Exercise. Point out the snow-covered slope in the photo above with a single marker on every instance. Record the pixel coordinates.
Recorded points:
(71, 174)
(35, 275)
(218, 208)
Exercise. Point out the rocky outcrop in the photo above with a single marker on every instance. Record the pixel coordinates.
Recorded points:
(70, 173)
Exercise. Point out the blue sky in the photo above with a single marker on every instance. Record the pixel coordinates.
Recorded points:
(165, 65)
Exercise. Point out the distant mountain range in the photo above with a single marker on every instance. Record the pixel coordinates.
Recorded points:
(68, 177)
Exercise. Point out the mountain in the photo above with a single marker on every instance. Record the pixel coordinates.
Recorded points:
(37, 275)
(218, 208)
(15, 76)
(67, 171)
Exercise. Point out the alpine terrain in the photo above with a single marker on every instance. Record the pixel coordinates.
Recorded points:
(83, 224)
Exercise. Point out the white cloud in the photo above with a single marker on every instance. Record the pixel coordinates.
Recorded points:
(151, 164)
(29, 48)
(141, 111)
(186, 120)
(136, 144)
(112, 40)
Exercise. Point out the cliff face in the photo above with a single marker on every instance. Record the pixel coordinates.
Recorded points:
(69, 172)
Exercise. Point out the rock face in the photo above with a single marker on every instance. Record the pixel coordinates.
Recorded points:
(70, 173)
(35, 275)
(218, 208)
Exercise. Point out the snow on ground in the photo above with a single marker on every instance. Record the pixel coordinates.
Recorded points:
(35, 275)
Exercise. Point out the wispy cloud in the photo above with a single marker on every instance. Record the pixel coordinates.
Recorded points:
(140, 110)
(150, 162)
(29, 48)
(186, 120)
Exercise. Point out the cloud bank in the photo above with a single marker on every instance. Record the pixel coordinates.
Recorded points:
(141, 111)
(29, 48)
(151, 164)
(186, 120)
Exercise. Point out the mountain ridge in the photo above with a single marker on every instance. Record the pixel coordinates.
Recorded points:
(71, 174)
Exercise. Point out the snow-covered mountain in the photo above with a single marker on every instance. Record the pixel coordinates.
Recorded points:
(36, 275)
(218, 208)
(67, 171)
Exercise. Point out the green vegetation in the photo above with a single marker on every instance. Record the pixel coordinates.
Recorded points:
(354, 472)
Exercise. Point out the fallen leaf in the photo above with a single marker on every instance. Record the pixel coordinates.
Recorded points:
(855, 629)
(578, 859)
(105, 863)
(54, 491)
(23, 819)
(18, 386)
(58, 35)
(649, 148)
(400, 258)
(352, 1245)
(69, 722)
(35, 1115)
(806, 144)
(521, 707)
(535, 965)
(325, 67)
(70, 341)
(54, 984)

+++

● **GIVEN PROBLEM**: Copy each entry exactly, with nothing added or dropped.

● **TASK RESULT**:
Exercise. Point out the snow-covered slope in the photo above with a single marker on every instance. Record the pixel coordinates.
Recorded points:
(71, 174)
(35, 275)
(218, 208)
Exercise. Point out the rocky outcrop in the photo above with a single marker on every instance. Record the pixel coordinates.
Recorded points:
(70, 173)
Exercise. Point out the blue sky in the photo above with a single marker on every instance. Record the pixel coordinates.
Recorded points:
(165, 65)
Exercise. Point out the distant mountain range in the photo above with a single marker on every instance. Record the pixel coordinates.
Recorded points:
(68, 177)
Exercise. Point out the mountain in the photo above with a single marker on every instance. Record the pixel coordinates.
Recorded points:
(37, 275)
(218, 208)
(15, 76)
(67, 171)
Exercise. Point out the alpine terrain in the photo above with a single marker on every instance. Record the pixel coordinates.
Recorded points:
(83, 224)
Exercise. Point out the white cloud in the photo above with a single marker on every instance. Record the pixel coordinates.
Recorded points:
(151, 164)
(29, 48)
(141, 111)
(186, 120)
(136, 144)
(112, 40)
Exercise. Point out the cliff face in the photo above with a single marker on every instance. Record the pixel coordinates.
Recorded points:
(69, 172)
Exercise. Point out the rock face in the photo above with a single marker on every instance. Record the pixel coordinates.
Recorded points:
(70, 173)
(35, 275)
(218, 208)
Exercise. Point out the snow on ground in the photo above with a single marker on every instance. Record the pixel coordinates.
Recorded points:
(35, 275)
Exercise. Point out the wispy cloud in the photo above with a single marker on every instance. Record the pixel coordinates.
Recorded points:
(140, 110)
(150, 162)
(29, 48)
(186, 120)
Exercise. Point out the cloud bank in the photo above with a single marker on every instance. Record the pixel coordinates.
Recorded points:
(141, 111)
(29, 48)
(151, 164)
(186, 120)
Exercise. Point out the mountain ridge in the photo above with a single marker on every instance. Record the pixel coordinates.
Recorded points:
(71, 174)
Exercise. Point out the snow-covered mountain in the photo above with a single marker on every instance. Record the pixel coordinates.
Recorded points:
(36, 275)
(218, 208)
(67, 171)
Exercise. Point out the green vegetation in the photo above with a single marker on every instance. Record the pixel coordinates.
Recorded points:
(354, 472)
Exercise. Point out the fallen leaf in the photo above with a single marker on every instance. Record the pixel coordinates.
Recorded points:
(855, 629)
(578, 859)
(105, 863)
(54, 491)
(23, 819)
(18, 386)
(58, 35)
(649, 148)
(400, 258)
(352, 1245)
(69, 722)
(35, 1115)
(806, 144)
(521, 707)
(535, 965)
(325, 67)
(70, 341)
(54, 984)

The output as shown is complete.